--- Testo di studio ---
Emergenza Ucraina, casa è dove c’è accoglienza

Oleksandra è una giovane donna che si occupa della registrazione e della sistemazione degli sfollati nella Caritas-Spes Ucraina fin dai primissimi giorni di guerra. Sa che questo centro per loro è diventato una nuova casa.

Oleksandra è una giovane donna che viene da Leopoli, città dell’Ucraina occidentale, a pochi chilometri dal confine con la Polonia. Lavora come manager presso il centro della Caritas-Spes Ucraina, che dal 25 febbraio – all’indomani dell’invasione russa   – ha subito iniziato a fornire accoglienza ai primi profughi fuggiti dalle aree bombardate e occupate. Oleksandra si occupa della loro registrazione e della loro sistemazione. È lei che ci racconta la storia di questi mesi di guerra, visti da qui: “Nel corso del primo mese abbiamo ricevuto molte chiamate e abbiamo ospitato molte persone. Fin dai primi giorni non sapevamo come avremmo potuto organizzarci, ma abbiamo subito iniziato ad accogliere gli sfollati. Abbiamo continuato a ricevere richieste a qualsiasi ora. Tutti i nostri dipendenti, volontari e dirigenti si sono immediatamente attivati. Alla reception lavoravano contemporaneamente in dieci”.
---
• _Consegne_:
• 1. Elenchi tutte le categorie di persone che, secondo il testo sull'accoglienza in Ucraina, si sono attivate immediatamente presso il centro.
• 2. Citi fedelmente il passo del testo sull'accoglienza in Ucraina che si apre con le parole contenenti "Oleksandra è una giovane donna che si" e si chiude con "una nuova casa.".
Le righe seguenti provengono da una fonte diversa.
--- Materiale di studio ---
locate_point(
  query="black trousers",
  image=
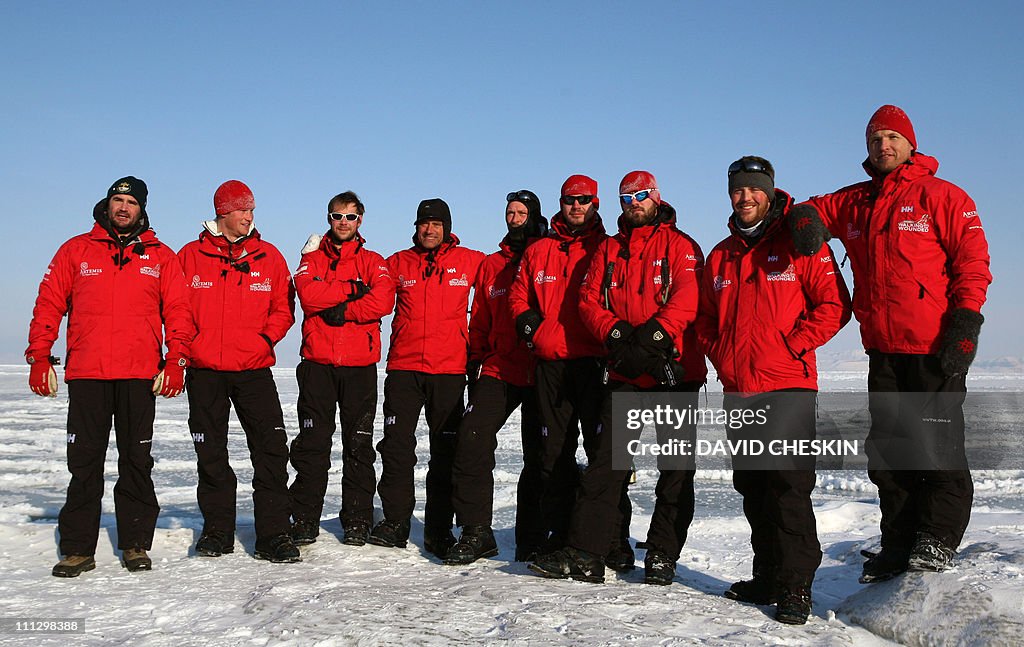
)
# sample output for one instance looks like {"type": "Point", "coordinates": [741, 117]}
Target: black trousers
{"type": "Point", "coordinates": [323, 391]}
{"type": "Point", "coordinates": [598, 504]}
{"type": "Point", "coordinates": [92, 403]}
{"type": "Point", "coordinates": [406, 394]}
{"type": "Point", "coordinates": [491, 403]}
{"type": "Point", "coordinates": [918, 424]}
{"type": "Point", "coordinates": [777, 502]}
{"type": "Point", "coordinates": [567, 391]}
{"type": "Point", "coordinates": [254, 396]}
---
--- Materiale di studio ---
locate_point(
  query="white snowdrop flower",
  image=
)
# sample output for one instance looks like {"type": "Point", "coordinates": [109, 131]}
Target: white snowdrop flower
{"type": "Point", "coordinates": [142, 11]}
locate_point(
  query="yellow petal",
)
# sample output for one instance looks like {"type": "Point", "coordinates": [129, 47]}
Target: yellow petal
---
--- Materiale di studio ---
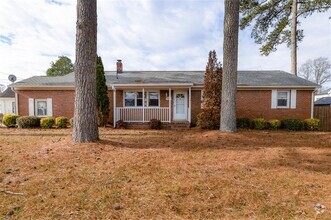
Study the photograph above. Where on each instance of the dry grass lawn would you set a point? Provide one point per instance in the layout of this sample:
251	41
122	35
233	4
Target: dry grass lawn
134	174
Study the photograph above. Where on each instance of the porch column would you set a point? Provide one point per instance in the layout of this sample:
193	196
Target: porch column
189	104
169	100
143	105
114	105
---
• _Soluzioni_:
• 1. Dipendenti, volontari e dirigenti.

• 2.
Oleksandra è una giovane donna che si occupa della registrazione e della sistemazione degli sfollati nella Caritas-Spes Ucraina fin dai primissimi giorni di guerra. Sa che questo centro per loro è diventato una nuova casa.